* Task directions *
Rewrite the items below as a numbered list, skipping blank lines. Leave the pictures out of your answer.

[Source data]
## START
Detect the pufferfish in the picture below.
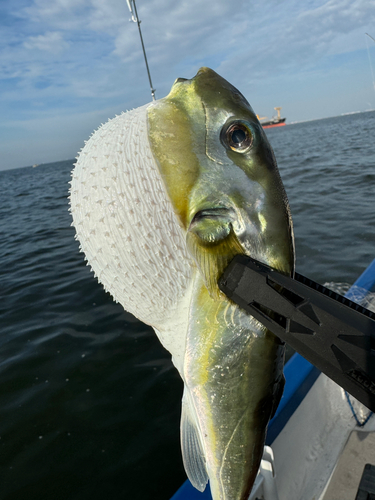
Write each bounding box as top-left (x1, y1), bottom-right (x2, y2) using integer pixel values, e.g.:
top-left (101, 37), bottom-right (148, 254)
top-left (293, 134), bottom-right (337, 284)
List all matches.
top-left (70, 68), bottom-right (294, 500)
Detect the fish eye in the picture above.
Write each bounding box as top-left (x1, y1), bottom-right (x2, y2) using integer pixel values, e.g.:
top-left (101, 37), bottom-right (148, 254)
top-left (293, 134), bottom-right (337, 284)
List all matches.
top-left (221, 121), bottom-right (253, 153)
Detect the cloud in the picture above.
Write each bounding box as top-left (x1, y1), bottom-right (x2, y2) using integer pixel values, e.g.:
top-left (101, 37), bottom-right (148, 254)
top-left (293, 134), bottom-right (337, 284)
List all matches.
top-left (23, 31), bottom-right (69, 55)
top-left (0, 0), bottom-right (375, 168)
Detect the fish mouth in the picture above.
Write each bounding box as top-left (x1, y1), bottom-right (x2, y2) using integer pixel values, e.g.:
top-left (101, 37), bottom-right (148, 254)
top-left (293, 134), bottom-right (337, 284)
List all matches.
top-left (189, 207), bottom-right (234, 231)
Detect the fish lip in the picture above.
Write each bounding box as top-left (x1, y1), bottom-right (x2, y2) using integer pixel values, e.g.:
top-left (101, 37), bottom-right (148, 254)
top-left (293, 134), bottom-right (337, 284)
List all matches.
## END
* Written response *
1. Detect the pufferfish in the picture below.
2. Write each bounding box as top-left (x1, y1), bottom-right (x2, y2) using integer pixel values, e.g.:
3. top-left (101, 37), bottom-right (148, 254)
4. top-left (293, 134), bottom-right (337, 284)
5. List all matches.
6. top-left (70, 68), bottom-right (294, 500)
7. Detect the fish eye in the picture above.
8. Write each bounding box as top-left (x1, y1), bottom-right (x2, y2) using integer pixel values, e.g.:
9. top-left (101, 37), bottom-right (148, 254)
10. top-left (293, 134), bottom-right (337, 284)
11. List all matches.
12. top-left (221, 121), bottom-right (253, 153)
13. Detect the cloud in the picture above.
14. Write each bounding box as top-left (x1, y1), bottom-right (x2, y2) using integer pixel values, e.g.:
15. top-left (101, 37), bottom-right (148, 254)
16. top-left (293, 134), bottom-right (337, 284)
17. List all matches.
18. top-left (23, 31), bottom-right (69, 55)
19. top-left (0, 0), bottom-right (375, 168)
20. Detect the fish mouth in the picture above.
21. Write each bounding box as top-left (x1, y1), bottom-right (x2, y2) using integer pixel values, e.g.:
22. top-left (101, 37), bottom-right (148, 254)
23. top-left (293, 134), bottom-right (337, 284)
24. List all matches.
25. top-left (189, 207), bottom-right (234, 231)
26. Detect the fish lip in the picture above.
27. Write each bounding box as top-left (x1, y1), bottom-right (x2, y2) using integer pixel values, e.g.:
28. top-left (101, 37), bottom-right (148, 254)
29. top-left (293, 134), bottom-right (337, 284)
30. List all matches.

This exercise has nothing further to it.